--- BEGIN Quoted text ---

IOWs, this is a discussion topic for how we might work towards using
multiple data flushing threads efficiently for XFS. Most efficient
would be a flusher thread per AG, but that is unrealistic for high
AG count filesystems. Similarly, per-CPU flushers does no good if
we've only got 4 AGs in the filesystem.

This is made more difficult because the high speed collision that
occurred years ago between the BDI infrastructure, dirty inode
tracking, dirty inode writeback and cgroups has left this code a
complex, fragile tangle of esoteric, untestable code. There are
enough subtle race conditions between a single BDI flusher thread,
writeback, mounts and the block device life cycle that everything is
likely to break if we try to add concurrency into this code.

So there's a big architectural question here: do we start again and
try to engineer something for XFS that does everything we need and
then push that towards being a generic solution (like we did with
iomap to replace bufferheads), or do we pull the loose string on the
existing code and try to add IO concurrency into that code without
making the mess worse?

What other options do we have? What other approaches to the problem
are there? Does this interact with SSD specific allocation policies
in some way? Is delayed allocation even relevant anymore with SSDs
that can do millions of IOPS?

Food for thought.

-- 
Dave Chinner
david@xxxxxxxxxxxxx

--- END Quoted text ---

▶ **Stated problem 1**:
Answer these from the post on XFS data flushing threads:
(a) What arrangement does it call the most efficient?
(b) With how many AGs would per-CPU flushers do no good?
(c) What was iomap used to replace?
▶ **Stated problem 2**: From the post on XFS data flushing threads, pull out the passage starting at "So there's a" and ending at "Food for thought.", copied verbatim.

--- BEGIN Given records ---

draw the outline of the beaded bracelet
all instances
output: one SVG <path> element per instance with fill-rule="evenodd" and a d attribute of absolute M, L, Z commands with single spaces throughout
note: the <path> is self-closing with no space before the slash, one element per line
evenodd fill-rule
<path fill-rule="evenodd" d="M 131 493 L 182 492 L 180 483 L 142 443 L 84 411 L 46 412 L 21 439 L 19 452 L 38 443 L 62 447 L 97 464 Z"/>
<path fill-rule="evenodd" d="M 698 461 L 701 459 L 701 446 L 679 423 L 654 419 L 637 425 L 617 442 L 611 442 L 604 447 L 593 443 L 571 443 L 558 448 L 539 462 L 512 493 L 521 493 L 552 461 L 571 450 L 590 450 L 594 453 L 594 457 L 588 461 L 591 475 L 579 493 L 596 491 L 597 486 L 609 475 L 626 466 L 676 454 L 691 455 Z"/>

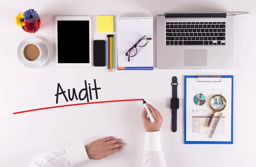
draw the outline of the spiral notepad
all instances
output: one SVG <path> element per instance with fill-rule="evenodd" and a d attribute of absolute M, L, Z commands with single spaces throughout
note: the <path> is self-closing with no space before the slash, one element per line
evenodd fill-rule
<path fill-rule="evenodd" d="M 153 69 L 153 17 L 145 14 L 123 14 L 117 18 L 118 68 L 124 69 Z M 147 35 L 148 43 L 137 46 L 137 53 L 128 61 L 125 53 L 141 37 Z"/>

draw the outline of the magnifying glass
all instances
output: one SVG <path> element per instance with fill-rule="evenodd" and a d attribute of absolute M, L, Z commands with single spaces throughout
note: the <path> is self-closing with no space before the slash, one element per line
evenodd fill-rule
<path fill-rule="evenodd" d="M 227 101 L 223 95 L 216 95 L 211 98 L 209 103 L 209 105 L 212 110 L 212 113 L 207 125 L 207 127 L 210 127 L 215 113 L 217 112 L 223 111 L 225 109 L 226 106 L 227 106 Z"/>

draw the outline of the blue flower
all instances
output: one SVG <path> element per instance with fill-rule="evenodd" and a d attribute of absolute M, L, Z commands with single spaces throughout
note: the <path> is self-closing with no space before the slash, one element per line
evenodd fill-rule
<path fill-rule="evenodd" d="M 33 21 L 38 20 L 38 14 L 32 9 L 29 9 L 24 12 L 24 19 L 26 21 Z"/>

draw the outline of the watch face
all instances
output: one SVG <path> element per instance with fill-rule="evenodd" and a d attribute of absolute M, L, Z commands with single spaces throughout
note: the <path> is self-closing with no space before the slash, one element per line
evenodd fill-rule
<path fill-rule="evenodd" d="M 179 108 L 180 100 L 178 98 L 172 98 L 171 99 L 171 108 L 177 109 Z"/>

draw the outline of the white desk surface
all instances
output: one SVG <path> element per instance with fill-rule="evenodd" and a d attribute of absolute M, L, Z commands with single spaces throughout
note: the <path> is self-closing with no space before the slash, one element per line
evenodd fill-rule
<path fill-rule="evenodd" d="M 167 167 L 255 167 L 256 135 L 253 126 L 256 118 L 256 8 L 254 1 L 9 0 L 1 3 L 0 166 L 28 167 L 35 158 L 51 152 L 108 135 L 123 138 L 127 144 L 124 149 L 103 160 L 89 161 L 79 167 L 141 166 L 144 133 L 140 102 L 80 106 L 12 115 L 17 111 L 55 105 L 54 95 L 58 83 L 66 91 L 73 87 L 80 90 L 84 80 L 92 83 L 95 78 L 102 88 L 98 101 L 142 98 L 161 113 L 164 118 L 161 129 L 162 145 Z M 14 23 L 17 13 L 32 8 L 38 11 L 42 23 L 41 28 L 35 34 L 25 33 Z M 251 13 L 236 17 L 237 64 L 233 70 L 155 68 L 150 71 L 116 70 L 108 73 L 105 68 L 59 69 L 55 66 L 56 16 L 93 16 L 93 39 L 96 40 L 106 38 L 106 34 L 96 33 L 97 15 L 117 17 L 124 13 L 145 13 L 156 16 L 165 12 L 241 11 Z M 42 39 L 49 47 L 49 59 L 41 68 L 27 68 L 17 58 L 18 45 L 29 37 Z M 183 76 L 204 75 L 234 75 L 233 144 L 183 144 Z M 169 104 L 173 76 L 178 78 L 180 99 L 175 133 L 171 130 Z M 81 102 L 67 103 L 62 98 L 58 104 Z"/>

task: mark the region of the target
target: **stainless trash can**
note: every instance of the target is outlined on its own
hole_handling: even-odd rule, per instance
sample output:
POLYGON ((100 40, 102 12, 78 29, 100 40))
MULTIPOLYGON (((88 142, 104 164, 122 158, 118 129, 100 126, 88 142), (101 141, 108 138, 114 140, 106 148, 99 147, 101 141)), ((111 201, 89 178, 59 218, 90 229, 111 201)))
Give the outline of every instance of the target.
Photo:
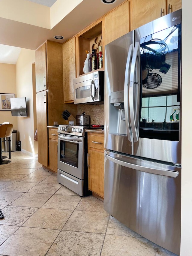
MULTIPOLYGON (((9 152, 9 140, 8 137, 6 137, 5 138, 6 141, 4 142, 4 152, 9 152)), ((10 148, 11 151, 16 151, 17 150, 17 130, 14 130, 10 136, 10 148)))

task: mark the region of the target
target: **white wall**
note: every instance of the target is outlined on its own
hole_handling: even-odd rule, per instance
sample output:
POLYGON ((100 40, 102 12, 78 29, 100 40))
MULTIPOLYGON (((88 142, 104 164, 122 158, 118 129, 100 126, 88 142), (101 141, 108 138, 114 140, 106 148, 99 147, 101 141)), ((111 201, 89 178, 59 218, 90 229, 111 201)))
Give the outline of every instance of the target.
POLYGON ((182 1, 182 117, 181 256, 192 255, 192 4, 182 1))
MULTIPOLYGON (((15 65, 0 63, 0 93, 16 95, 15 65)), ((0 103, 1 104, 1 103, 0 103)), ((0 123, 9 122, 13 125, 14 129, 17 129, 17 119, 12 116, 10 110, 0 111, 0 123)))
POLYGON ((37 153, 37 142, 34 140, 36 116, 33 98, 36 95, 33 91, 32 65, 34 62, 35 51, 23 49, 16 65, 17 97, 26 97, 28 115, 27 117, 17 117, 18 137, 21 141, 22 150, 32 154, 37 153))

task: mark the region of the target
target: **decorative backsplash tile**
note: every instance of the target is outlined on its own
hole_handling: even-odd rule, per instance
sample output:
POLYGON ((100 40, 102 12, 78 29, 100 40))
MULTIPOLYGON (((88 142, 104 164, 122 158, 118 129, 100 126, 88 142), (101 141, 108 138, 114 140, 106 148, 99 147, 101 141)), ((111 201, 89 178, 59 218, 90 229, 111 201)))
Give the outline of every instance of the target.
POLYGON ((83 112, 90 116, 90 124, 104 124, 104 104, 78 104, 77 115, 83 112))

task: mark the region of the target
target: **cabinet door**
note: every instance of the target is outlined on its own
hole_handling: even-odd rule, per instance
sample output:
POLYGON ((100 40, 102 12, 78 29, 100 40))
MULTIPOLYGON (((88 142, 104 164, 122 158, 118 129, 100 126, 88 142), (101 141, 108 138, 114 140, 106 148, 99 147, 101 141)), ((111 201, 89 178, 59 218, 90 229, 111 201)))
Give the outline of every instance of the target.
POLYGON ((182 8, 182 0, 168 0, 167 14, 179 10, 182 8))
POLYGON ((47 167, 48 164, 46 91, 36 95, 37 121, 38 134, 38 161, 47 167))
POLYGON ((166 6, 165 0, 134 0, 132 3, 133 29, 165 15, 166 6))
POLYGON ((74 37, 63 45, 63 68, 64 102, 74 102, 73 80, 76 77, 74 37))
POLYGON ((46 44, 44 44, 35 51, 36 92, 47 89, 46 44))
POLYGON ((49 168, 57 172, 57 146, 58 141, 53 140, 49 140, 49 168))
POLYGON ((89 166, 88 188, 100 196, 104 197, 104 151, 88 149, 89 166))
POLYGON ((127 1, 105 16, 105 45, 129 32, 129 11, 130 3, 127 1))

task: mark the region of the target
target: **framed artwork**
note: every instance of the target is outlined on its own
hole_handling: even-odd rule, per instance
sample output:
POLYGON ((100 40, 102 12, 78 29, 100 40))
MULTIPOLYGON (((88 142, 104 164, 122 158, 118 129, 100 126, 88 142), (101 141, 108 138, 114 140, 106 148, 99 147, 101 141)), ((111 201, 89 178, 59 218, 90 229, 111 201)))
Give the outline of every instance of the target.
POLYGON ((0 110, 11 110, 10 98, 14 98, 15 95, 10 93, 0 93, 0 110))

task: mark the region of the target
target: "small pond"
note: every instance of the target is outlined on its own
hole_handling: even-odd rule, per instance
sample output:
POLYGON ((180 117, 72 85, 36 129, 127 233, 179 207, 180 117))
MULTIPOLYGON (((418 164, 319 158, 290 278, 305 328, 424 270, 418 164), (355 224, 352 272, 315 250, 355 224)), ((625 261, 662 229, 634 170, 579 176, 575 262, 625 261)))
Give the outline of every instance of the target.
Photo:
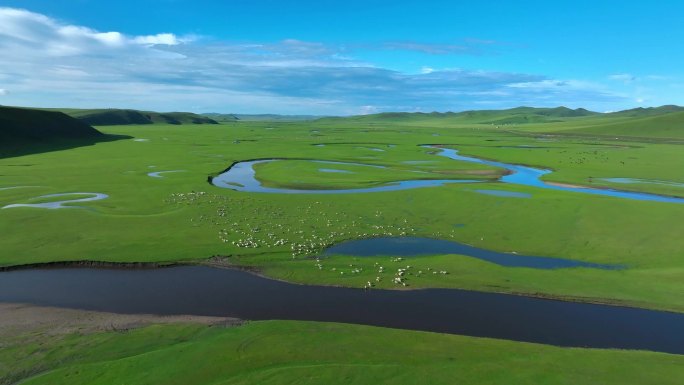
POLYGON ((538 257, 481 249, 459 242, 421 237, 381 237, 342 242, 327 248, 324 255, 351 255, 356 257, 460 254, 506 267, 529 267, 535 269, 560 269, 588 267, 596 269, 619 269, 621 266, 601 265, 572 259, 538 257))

--- END Given records ---

▶ **Expected answer 1**:
(a) A flusher thread per AG.
(b) Only 4 AGs.
(c) Bufferheads.

▶ **Expected answer 2**:
So there's a big architectural question here: do we start again and
try to engineer something for XFS that does everything we need and
then push that towards being a generic solution (like we did with
iomap to replace bufferheads), or do we pull the loose string on the
existing code and try to add IO concurrency into that code without
making the mess worse?

What other options do we have? What other approaches to the problem
are there? Does this interact with SSD specific allocation policies
in some way? Is delayed allocation even relevant anymore with SSDs
that can do millions of IOPS?

Food for thought.